**Problem details**
Report every line below that contains the string "outline", copying each one in full.

**Provided material**

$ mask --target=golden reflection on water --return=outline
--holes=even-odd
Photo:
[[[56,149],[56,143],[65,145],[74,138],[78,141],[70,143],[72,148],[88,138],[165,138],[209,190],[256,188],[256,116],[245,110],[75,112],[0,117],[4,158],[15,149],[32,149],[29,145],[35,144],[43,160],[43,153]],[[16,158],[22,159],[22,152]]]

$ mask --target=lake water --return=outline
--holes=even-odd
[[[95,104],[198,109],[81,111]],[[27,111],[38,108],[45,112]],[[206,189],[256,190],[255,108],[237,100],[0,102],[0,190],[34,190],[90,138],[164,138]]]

---

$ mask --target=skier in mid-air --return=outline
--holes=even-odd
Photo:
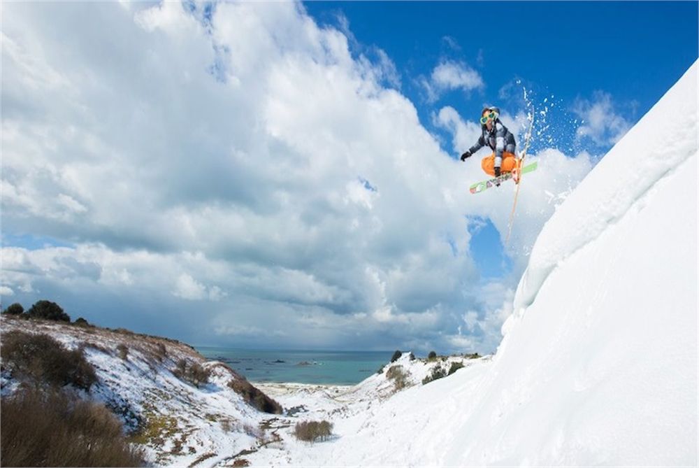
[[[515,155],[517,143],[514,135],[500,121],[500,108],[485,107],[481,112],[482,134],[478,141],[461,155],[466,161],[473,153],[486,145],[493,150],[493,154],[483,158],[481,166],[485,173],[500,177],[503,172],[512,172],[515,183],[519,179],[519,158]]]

--

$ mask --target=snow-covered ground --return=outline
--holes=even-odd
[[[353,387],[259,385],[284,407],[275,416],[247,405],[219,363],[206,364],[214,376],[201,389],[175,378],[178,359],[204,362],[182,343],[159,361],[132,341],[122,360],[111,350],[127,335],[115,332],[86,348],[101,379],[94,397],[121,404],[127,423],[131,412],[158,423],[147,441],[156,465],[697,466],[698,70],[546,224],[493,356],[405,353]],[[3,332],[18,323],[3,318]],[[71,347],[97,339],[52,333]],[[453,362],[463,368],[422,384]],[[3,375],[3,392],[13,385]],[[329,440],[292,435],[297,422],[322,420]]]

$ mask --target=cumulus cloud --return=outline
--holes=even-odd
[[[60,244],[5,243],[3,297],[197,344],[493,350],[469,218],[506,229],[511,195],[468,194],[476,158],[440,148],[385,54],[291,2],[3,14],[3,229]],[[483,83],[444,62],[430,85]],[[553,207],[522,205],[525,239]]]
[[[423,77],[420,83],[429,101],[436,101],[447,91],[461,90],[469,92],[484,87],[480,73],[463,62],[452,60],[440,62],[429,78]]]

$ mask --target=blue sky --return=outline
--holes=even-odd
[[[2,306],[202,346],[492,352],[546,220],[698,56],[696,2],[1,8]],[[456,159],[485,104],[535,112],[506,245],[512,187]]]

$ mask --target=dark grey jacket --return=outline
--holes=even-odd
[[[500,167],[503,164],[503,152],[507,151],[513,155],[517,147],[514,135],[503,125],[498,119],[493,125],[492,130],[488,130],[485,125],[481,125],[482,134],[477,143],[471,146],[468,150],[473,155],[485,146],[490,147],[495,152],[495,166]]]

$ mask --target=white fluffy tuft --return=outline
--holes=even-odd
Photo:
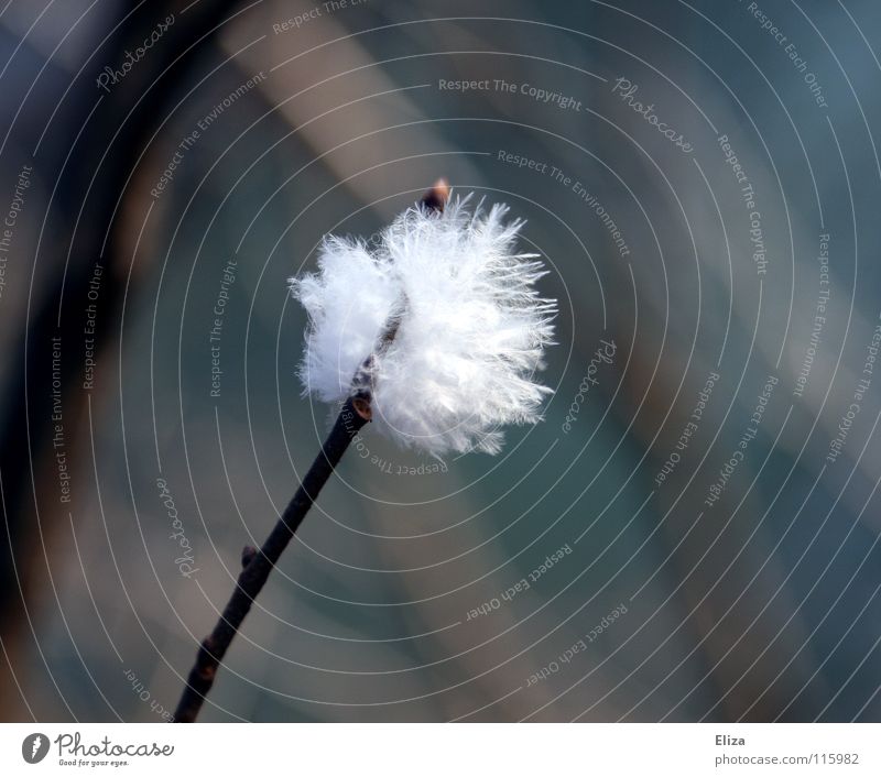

**Expected answer**
$ mask --target=golden reflection on water --return=outline
$ mask --target=lake water --return=outline
$ mask --target=skier in mid-air --return=outline
$ mask --target=snow-covered ground --return=outline
$ mask --target=cumulus cloud --return=outline
$ mask --target=blue sky --return=outline
$ mask --target=dark grey jacket --return=outline
$ mask --target=white fluffy tuft --return=outline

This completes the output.